**GIVEN INSTRUCTION:** Every line from the one that contains "of the sweater" to the last line of the listing below should be quoted verbatim. Pictures are excluded.

**RECORDED INFORMATION:**

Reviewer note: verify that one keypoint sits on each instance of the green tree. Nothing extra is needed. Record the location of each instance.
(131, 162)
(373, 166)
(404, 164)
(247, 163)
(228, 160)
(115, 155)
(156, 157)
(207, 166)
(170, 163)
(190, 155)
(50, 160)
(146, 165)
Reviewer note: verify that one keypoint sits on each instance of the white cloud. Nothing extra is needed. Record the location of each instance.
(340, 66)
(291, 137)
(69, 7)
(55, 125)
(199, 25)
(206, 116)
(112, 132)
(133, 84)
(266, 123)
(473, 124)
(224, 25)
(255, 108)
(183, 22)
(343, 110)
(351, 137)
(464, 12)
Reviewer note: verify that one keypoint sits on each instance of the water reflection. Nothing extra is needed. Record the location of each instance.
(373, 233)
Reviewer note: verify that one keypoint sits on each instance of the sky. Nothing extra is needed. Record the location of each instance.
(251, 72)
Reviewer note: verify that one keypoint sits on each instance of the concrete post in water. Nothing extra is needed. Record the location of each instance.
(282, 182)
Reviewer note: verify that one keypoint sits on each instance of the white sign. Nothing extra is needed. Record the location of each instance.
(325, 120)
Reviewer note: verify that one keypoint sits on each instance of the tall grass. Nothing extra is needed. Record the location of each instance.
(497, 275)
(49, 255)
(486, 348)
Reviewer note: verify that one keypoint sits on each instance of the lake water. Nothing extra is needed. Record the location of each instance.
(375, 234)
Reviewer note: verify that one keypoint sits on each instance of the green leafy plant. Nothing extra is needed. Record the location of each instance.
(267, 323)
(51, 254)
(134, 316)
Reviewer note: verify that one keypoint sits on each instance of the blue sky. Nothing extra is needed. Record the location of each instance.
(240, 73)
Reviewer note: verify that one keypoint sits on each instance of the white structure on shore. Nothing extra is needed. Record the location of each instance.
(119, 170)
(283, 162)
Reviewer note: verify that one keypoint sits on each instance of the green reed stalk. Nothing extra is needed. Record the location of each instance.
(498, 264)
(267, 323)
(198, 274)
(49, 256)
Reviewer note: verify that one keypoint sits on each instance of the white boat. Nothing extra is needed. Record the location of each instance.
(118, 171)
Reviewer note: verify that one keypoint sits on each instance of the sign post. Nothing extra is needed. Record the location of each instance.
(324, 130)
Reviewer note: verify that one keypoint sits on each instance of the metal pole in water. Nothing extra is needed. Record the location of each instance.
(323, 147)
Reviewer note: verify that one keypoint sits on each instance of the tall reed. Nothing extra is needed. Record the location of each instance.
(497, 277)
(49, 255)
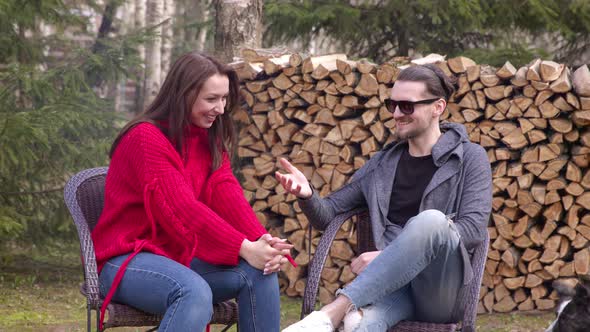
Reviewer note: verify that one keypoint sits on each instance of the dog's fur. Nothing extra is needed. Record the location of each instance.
(573, 314)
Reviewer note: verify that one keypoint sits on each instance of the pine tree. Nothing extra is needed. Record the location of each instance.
(53, 121)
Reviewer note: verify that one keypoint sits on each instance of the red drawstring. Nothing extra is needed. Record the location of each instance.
(137, 250)
(117, 280)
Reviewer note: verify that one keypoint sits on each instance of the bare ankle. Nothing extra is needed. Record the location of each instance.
(337, 309)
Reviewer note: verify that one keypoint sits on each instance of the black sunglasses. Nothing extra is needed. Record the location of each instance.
(406, 106)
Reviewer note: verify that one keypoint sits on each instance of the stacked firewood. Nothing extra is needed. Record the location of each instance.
(326, 115)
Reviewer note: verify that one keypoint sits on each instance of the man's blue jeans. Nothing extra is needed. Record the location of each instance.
(185, 296)
(417, 276)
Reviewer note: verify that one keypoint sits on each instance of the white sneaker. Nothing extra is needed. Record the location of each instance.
(317, 321)
(351, 321)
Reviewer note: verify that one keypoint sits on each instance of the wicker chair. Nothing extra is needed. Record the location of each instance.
(468, 295)
(84, 196)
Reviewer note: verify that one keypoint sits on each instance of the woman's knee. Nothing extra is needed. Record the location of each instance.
(196, 294)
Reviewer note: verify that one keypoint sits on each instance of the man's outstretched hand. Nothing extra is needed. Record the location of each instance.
(293, 181)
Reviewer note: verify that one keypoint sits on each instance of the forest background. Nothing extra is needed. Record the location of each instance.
(72, 72)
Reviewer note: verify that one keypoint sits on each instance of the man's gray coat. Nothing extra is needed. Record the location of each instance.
(461, 187)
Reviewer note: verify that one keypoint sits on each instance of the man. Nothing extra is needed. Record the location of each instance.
(429, 196)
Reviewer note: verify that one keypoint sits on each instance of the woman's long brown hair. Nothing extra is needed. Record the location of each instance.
(174, 102)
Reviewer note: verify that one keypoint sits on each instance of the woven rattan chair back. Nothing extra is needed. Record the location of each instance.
(84, 197)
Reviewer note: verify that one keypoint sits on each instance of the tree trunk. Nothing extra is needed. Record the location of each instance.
(127, 24)
(140, 8)
(238, 24)
(167, 37)
(153, 51)
(204, 30)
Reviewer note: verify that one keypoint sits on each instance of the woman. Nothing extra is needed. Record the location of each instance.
(176, 234)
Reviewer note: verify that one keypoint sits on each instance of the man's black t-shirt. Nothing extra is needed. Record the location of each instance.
(411, 178)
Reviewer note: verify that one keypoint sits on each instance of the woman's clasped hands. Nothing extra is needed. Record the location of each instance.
(267, 253)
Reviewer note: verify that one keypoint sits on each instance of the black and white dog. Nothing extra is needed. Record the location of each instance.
(573, 310)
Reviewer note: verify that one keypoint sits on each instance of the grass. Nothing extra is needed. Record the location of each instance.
(39, 292)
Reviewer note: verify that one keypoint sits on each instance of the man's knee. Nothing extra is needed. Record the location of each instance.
(432, 219)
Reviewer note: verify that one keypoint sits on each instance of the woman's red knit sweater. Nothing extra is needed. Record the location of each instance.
(158, 201)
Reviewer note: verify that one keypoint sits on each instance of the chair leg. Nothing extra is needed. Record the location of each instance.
(88, 319)
(98, 321)
(227, 327)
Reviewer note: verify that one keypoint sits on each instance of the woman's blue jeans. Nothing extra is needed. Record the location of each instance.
(417, 276)
(185, 296)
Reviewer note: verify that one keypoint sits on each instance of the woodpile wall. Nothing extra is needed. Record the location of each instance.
(326, 115)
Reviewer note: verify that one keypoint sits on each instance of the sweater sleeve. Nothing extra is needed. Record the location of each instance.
(158, 171)
(225, 196)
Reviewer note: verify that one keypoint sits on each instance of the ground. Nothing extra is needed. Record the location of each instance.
(39, 292)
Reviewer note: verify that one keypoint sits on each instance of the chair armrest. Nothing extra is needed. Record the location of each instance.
(319, 259)
(95, 177)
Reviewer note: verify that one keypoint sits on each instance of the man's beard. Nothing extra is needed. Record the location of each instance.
(412, 133)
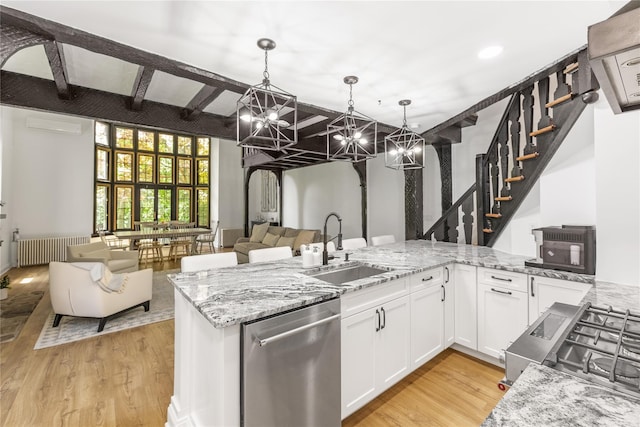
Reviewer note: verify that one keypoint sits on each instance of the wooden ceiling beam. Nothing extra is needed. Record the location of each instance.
(140, 86)
(58, 65)
(23, 91)
(200, 101)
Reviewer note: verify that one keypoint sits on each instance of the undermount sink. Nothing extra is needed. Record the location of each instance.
(344, 275)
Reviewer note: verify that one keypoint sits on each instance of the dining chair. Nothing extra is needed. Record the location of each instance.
(181, 243)
(383, 240)
(208, 239)
(270, 254)
(112, 241)
(148, 249)
(355, 243)
(208, 261)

**EXERCISE RESULT:**
Reviewer note: verify that one keypoint sits on each instance of the sweater sleeve. Nothing extra is needed. Record the location of each instance.
(158, 171)
(225, 196)
Reviewer note: verify that one keypoint sits on each instance of the ground. Nothing extra is needed. Record the location of each instance.
(39, 292)
Reviewer note: verify that one keypoint sits on each instance of the chair armrest. Nothing extra is needed. Record the location of each instance.
(319, 259)
(95, 177)
Reviewer note: verify that one keypoint sits on each instance of the man's beard. Nothing extra is needed. Record the location of each instance.
(412, 133)
Reviewer note: verify that one keypoint sits on each instance of the wooden ceiling beam. Nothing extra is needed. Record the location of each instance.
(140, 86)
(58, 65)
(23, 91)
(200, 101)
Reviewer note: verify that one keypoint sits on each instance of the undermount sink. Nothing extra is needed. Record the location of each instance.
(344, 275)
Reviewer note: verify that one keypoint sits on each instance of the dining chair. Nothing extra is needed. Record the location of each instance.
(181, 243)
(383, 240)
(208, 239)
(270, 254)
(112, 241)
(148, 249)
(355, 243)
(208, 261)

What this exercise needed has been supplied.